Rewrite the lines of the records below, replacing every occurrence of "whole pixels" with "integer pixels" and leaving everything else unchanged. Leave the pictures out of your answer.

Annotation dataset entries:
^^^^^^^^

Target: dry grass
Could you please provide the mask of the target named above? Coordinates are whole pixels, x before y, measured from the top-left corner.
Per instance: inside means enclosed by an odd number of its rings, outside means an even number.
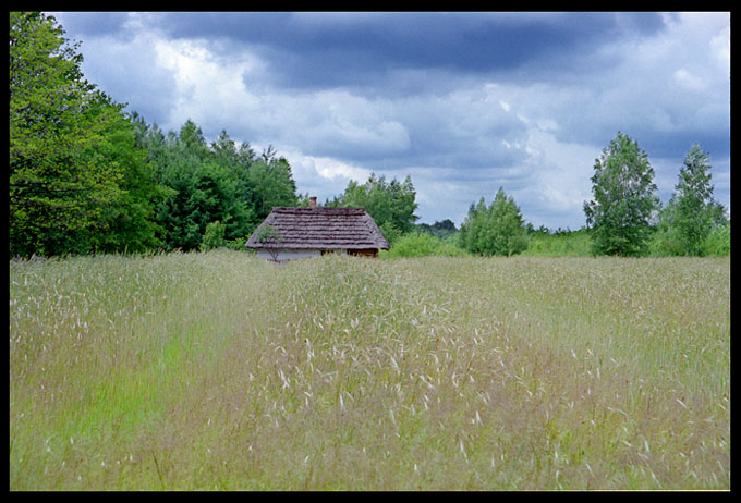
[[[730,260],[11,263],[10,488],[730,489]]]

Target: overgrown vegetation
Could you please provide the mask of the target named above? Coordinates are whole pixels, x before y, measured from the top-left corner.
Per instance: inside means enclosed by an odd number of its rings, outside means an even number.
[[[730,260],[10,262],[11,490],[730,489]]]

^^^^^^^^

§ Complete output
Target: dry grass
Could you please provide the mask of the target named above? Coordinates are integer pixels, x before y, measured from the top-left corner.
Per instance: inside means enclosed by an odd number of its rings, outside means an even number.
[[[730,260],[11,263],[10,488],[730,489]]]

Target: overgrown vegetation
Could you please provide the mask of the target named above? Coordinates are integer pixels, x before y, measured from the top-left corner.
Per instance: inside means enclosed by an odd number of its rings, outside means an even number.
[[[730,260],[10,262],[11,490],[730,489]]]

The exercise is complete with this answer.